◆ Dokumen Sumber

Oleh: Matnur Ritonga: matnurcritonga@gmail.com
Mahasiswa Pascasarjana Universitas Ibnu Khaldun-Bogor
Sejarah agama-agama di dunia penuh dengan kisah mengerikan tentang penyiksaan dan intoleransi. Intoleransi di berbagai benua dan khususnya di Eropa terjadi antara agama berbeda maupun dalam agama yang sama. Intoleransi ini pula yang menyulut berkembangnya liberalisme politik awal abad ke-18 umumnya di Eropa. Pada abad 19 sekte mormon menyimpang dari doktrin Kristiani. Upaya kaum liberal dalam menghapus intoleransi gagal dengan munculnya paham anti Semit yang dilegislasi oleh kaum fasis.
Hubungan antara Yahudi dan Kristen sejak abad pertama Masehi telah diwarnai oleh cekcok bahkan penganiayaan. Umat Kristen yang masih kecil dikejar dan dicederai. Alasan utamanya adalah doktrin keagamaan yang berbeda. Gejala kekerasan semacam ini disebut "herecy hunting" atau perburuan bid'ah. Begitu sebaliknya, ketika agama Kristen diresmikan menjadi agama imperium Romawi pada abad keempat, balas dendam Kristen terhadap Yahudi pun terjadi.

◆ Langkah Pengerjaan
A: Dalam tulisan tentang intoleransi agama, pada abad keberapa agama Kristen diresmikan menjadi agama imperium Romawi?
B: Ketik ulang seluruh bagian tulisan tentang intoleransi agama, dari "Hubungan antara Yahudi" sampai ke "Yahudi pun terjadi.".
C: Teruskan tulisan tentang intoleransi agama, mulai setelah kalimat terakhirnya.

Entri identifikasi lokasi
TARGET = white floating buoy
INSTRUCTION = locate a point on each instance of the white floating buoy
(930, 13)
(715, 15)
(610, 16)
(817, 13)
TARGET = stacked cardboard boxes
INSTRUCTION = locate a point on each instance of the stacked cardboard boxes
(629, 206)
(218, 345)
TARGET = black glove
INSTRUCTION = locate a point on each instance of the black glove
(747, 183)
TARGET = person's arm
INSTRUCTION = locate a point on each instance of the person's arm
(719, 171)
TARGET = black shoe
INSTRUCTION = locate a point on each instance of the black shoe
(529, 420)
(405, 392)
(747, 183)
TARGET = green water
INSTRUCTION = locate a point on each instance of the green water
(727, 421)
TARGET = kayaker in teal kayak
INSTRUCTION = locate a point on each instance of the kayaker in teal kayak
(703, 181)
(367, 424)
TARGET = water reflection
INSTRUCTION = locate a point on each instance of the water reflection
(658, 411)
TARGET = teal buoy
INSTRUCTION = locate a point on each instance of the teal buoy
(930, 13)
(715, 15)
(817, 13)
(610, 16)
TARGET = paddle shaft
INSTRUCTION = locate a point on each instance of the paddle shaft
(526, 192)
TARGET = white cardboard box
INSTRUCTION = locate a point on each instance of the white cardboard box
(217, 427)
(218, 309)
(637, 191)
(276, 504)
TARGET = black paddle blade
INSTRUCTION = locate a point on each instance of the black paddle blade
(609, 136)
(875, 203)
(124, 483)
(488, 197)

==

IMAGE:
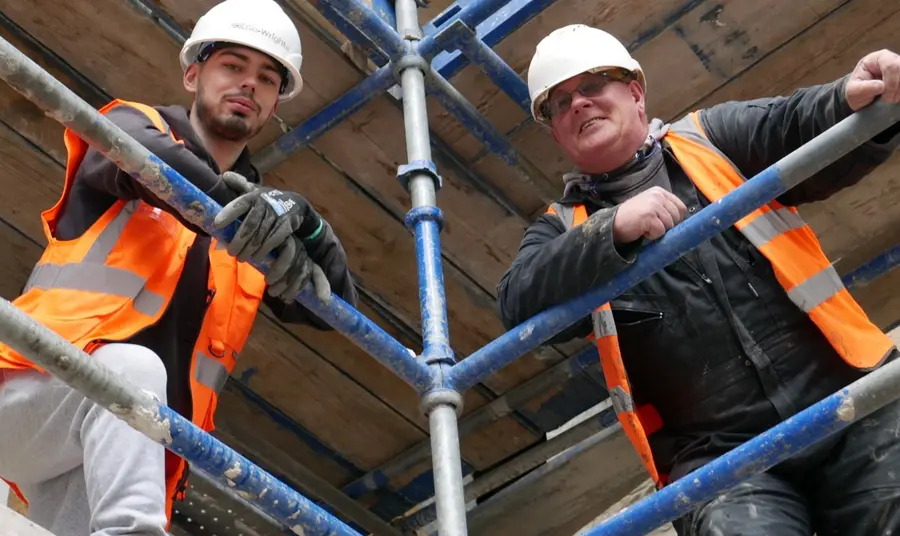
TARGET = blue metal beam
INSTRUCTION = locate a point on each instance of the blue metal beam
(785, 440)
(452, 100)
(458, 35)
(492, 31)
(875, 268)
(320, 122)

◆ Jawaban Latihan
A: Pada abad keempat.

B:
Hubungan antara Yahudi dan Kristen sejak abad pertama Masehi telah diwarnai oleh cekcok bahkan penganiayaan. Umat Kristen yang masih kecil dikejar dan dicederai. Alasan utamanya adalah doktrin keagamaan yang berbeda. Gejala kekerasan semacam ini disebut "herecy hunting" atau perburuan bid'ah. Begitu sebaliknya, ketika agama Kristen diresmikan menjadi agama imperium Romawi pada abad keempat, balas dendam Kristen terhadap Yahudi pun terjadi.

C:
Puncaknya terjadi masa fasisme Hitler pada Perang Dunia II. Begitu pun saat munculnya agama Islam pada abad ketujuh Masehi merupakan arena baru bagi persaingan dan konflik antara agama, khususnya Kristen dan Islam yang akhirnya meletus "Perang Salib". Rentetan serial yang berjalan kurang lebih empat abad, menang-kalah silih berganti yang menyisakan "memori kolektif" sentimen ketidakpercayaan. Terlebih lagi "Perang Panas" tersebut dilanjutkan dengan "Perang Dingin".
Yahudi dikutuk terus menerus oleh Dewan Gereja sebagai pembunuh Yesus Kristus. Namun pada akhirnya tahun 1960-an rujukan tentang Yahudi berkhianat dihapuskan oleh Dewan Vatikan II pada Jamuan Terakhir. Latar belakang dari intoleransi religius dan munculnya liberalisme harus selalu diingat untuk memahami apa itu "pluralisme agama" dalam teologi Kristiani agar toleran terhadap non-Kristen. Pada akhir abad ke-18 (1768-1834) muncul Protestanisme Liberal yang dimotori oleh Friedrich Schleiermacher.
Menurut Samuel Huntington tentang "benturan peradaban" (the clash of civilizations), istilah civilazitations mengalami pembenturan, mengandung aspek dan dimensi yang sangat luas, sejak kebudayaan (culture), sosial, ekonomi, politik ilmu pengetahuan dan sains, teknologi, kemiliteran, dan lain-lain. Hal ini dapat dilihat dari persaingan, konflik, dan bahkan perang diantara dua dunia ini, khususnya Timur Tengah dan Eropa.
Konflik dan benturan ini dimulai sejak Perang Salib (Crusade) pada abad ke-11 dan ke-12, penaklukan kembali Andalusia, ekspansi Dinasti Turki Usmani ke Eropa pada abad ke-15 dan ke-16. Pada saat itu hegemoni dan dominasi dalam percaturan politik internasional dibawah kendali Militer Muslim.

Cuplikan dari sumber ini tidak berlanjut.